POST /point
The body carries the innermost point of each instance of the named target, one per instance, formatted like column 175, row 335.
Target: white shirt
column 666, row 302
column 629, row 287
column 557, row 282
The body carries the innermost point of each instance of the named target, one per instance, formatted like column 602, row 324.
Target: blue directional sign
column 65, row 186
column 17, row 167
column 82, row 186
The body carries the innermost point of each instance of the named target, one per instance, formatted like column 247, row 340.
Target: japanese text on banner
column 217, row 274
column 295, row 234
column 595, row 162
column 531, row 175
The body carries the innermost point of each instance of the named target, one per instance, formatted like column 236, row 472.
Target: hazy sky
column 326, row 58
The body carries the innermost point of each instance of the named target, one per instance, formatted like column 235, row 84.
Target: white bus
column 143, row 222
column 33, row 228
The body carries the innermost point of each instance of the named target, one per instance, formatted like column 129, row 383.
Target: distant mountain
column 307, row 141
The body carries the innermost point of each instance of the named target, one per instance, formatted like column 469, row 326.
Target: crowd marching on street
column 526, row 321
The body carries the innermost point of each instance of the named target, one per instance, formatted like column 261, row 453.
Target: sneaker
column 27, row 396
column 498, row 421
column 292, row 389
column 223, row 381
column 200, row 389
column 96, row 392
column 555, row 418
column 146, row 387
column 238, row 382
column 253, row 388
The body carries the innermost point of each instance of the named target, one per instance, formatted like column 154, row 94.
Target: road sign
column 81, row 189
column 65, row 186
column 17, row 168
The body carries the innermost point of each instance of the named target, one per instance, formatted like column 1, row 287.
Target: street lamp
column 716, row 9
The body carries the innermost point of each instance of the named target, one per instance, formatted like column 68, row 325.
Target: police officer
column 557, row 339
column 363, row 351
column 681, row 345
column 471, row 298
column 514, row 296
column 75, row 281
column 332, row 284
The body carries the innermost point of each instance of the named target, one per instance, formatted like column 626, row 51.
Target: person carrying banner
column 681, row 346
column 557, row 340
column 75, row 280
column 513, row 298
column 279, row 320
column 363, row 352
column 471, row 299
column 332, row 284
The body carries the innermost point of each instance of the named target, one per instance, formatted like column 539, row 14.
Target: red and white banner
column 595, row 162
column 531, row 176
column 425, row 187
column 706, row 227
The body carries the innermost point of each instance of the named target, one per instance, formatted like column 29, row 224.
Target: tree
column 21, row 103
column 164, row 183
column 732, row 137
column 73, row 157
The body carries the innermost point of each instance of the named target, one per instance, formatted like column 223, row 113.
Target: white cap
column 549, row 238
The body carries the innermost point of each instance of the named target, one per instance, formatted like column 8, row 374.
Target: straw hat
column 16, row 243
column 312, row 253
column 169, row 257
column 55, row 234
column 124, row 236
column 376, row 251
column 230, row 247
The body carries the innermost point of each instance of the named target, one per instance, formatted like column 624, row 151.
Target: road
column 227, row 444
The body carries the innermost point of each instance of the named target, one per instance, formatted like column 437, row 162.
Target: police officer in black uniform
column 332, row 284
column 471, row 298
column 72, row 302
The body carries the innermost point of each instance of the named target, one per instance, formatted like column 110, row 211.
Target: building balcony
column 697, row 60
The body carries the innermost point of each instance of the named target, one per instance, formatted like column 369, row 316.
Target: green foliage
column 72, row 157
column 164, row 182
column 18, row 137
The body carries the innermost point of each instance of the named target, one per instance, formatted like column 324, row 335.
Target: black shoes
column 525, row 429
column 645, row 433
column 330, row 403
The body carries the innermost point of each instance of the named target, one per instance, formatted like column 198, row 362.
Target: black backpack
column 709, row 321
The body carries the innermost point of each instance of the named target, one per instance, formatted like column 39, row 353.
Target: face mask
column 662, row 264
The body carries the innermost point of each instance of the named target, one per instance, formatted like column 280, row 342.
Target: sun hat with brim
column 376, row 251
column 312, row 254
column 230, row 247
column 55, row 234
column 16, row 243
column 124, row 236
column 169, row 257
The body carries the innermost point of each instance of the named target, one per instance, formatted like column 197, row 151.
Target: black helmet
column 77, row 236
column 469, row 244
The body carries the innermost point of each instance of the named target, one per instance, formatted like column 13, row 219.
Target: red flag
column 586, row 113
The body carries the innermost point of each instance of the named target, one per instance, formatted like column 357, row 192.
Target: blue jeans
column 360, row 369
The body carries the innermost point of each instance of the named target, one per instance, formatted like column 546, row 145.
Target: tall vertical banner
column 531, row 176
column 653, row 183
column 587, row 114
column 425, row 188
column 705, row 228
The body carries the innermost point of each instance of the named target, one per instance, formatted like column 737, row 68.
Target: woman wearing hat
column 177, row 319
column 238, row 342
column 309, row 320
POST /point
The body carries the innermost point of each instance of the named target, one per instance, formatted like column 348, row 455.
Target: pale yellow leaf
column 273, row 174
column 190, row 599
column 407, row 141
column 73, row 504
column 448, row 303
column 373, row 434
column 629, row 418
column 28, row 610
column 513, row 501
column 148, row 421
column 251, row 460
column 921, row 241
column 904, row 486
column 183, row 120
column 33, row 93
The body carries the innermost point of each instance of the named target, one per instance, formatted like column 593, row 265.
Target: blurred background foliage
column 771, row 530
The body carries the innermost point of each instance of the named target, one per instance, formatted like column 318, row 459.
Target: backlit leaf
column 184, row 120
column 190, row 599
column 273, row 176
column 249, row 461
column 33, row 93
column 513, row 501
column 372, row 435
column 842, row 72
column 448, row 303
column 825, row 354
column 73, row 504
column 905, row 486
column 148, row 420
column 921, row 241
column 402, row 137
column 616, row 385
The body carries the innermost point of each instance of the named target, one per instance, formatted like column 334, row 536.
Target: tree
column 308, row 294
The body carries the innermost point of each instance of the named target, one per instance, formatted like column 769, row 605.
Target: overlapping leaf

→ **Exercise instructions**
Please return all of the records above word for word, keeping every line unchanged and in its original order.

→ **Output of the task**
POST /point
The body carries the innermost point of each instance of the named target, one per instance, formatted like column 175, row 335.
Target: white shirt
column 666, row 302
column 629, row 287
column 557, row 282
The body carries the innermost point of each instance of the named target, one per instance, formatted like column 602, row 324.
Target: blue directional sign
column 65, row 186
column 17, row 167
column 82, row 186
The body carries the innermost point of each instance of the named target, one per instance, formatted like column 247, row 340.
Target: japanese text on banner
column 217, row 274
column 295, row 234
column 595, row 162
column 531, row 175
The body carries the innermost point of each instance of the named target, one per instance, formatted like column 236, row 472.
Target: hazy sky
column 326, row 58
The body carries the innermost point of each instance of the named target, one per instance, formatted like column 235, row 84.
Target: white bus
column 143, row 222
column 33, row 228
The body carries the innermost point of each instance of the named target, one per instance, formatted like column 129, row 383.
Target: distant mountain
column 307, row 141
The body carries the innermost point of each instance of the named target, one per instance, formatted like column 469, row 326.
Target: crowd marching on street
column 526, row 321
The body carries the innermost point of each instance of the named target, one per instance, formatted like column 261, row 453.
Target: sneaker
column 27, row 396
column 498, row 421
column 292, row 389
column 223, row 381
column 200, row 389
column 96, row 392
column 555, row 418
column 146, row 387
column 238, row 382
column 253, row 388
The body carries the innermost point of each instance of the named target, one per instance, formatted like column 154, row 94.
Target: road sign
column 81, row 189
column 65, row 186
column 17, row 168
The body carries the innermost point of each instance of the named target, one per instance, formatted like column 1, row 287.
Target: street lamp
column 716, row 9
The body carries the innermost point of each instance of the named target, one per instance, formatted like column 68, row 325.
Target: police officer
column 557, row 339
column 363, row 351
column 681, row 345
column 471, row 298
column 514, row 296
column 75, row 281
column 332, row 284
The body carries the innermost point of each instance of the named target, one per instance, formatted like column 626, row 51.
Target: person carrying banner
column 681, row 346
column 557, row 340
column 75, row 280
column 513, row 298
column 279, row 320
column 363, row 352
column 471, row 299
column 332, row 284
The body carries the innermost point of each instance of the named target, one per instance, formatted like column 539, row 14.
Target: red and white banner
column 595, row 162
column 531, row 176
column 425, row 187
column 706, row 227
The body carries the innermost point of each instance of the named target, one per instance, formatted like column 29, row 224.
Target: tree
column 21, row 103
column 164, row 183
column 732, row 137
column 73, row 157
The body carries the innermost point of each instance of the named target, one per instance, formatted like column 223, row 113.
Target: white cap
column 549, row 238
The body carries the innermost point of each instance of the named target, one per instance, formatted like column 8, row 374.
Target: straw hat
column 16, row 243
column 312, row 253
column 169, row 257
column 55, row 234
column 124, row 236
column 376, row 251
column 230, row 247
The body carries the innermost point of each instance of the named target, one per instance, formatted like column 624, row 151.
Target: road
column 227, row 444
The body carries the innermost point of each instance of the named target, one per instance, formatted like column 437, row 162.
Target: police officer in black uniform
column 332, row 284
column 471, row 298
column 72, row 302
The body carries the innermost point of each instance of the named target, one per instance, formatted like column 110, row 211.
Target: building balcony
column 697, row 60
The body carries the innermost point of each instance of the named target, one per instance, formatted like column 369, row 316.
Target: green foliage
column 72, row 157
column 164, row 182
column 18, row 137
The body carries the innermost point of each instance of the named target, one per instance, formatted like column 324, row 335.
Target: black shoes
column 525, row 429
column 645, row 433
column 330, row 403
The body carries the innermost point of each instance of the named target, one per instance, formatted like column 198, row 362.
Target: black backpack
column 709, row 321
The body carries the innermost point of each instance of the named target, one per instance, formatted like column 39, row 353.
Target: face mask
column 662, row 264
The body carries the innermost point of each instance of the named target, one per instance, formatted like column 280, row 342.
Target: sun hat with brim
column 376, row 251
column 312, row 254
column 230, row 247
column 55, row 234
column 16, row 243
column 124, row 236
column 169, row 257
The body carries the innermost point of each instance of the named target, one per instance, formatted like column 197, row 151.
Target: black helmet
column 77, row 236
column 469, row 244
The body carries the innermost point of each instance of the named target, one per instance, formatted like column 13, row 219.
Target: red flag
column 586, row 113
The body carries the innermost point of each instance of the named target, one per instance, formatted like column 357, row 192.
Target: blue jeans
column 360, row 369
The body carries the innermost point of each instance of the named target, one per instance, formatted like column 546, row 145.
Target: tall vertical banner
column 531, row 176
column 653, row 183
column 587, row 114
column 425, row 188
column 705, row 228
The body carries the innermost point of each instance of the named target, one per instance, formatted like column 737, row 68.
Target: woman wearing hat
column 177, row 319
column 238, row 342
column 309, row 320
POST /point
The body carries the innermost point of each instance of the named target, one per instance, formatted like column 348, row 455.
Target: pale yellow leaf
column 273, row 174
column 190, row 599
column 407, row 141
column 73, row 504
column 448, row 303
column 373, row 434
column 629, row 418
column 28, row 610
column 513, row 501
column 148, row 421
column 251, row 460
column 921, row 241
column 904, row 486
column 183, row 120
column 33, row 93
The body carries the innermost point of each instance of the named target, one per instance, formatted like column 593, row 265.
Target: blurred background foliage
column 771, row 530
The body carries the innermost point of each instance of the named target, one per instance, formatted like column 318, row 459.
Target: backlit leaf
column 184, row 120
column 190, row 599
column 273, row 176
column 249, row 461
column 33, row 93
column 513, row 501
column 372, row 435
column 842, row 72
column 448, row 303
column 825, row 354
column 73, row 504
column 905, row 486
column 148, row 420
column 921, row 241
column 402, row 137
column 616, row 385
The body carries the innermost point of each instance of the named target, one per instance, formatted like column 334, row 536.
Target: tree
column 308, row 294
The body carries the innermost point of each instance of the named target, one per instance, formatted like column 769, row 605.
Target: overlapping leaf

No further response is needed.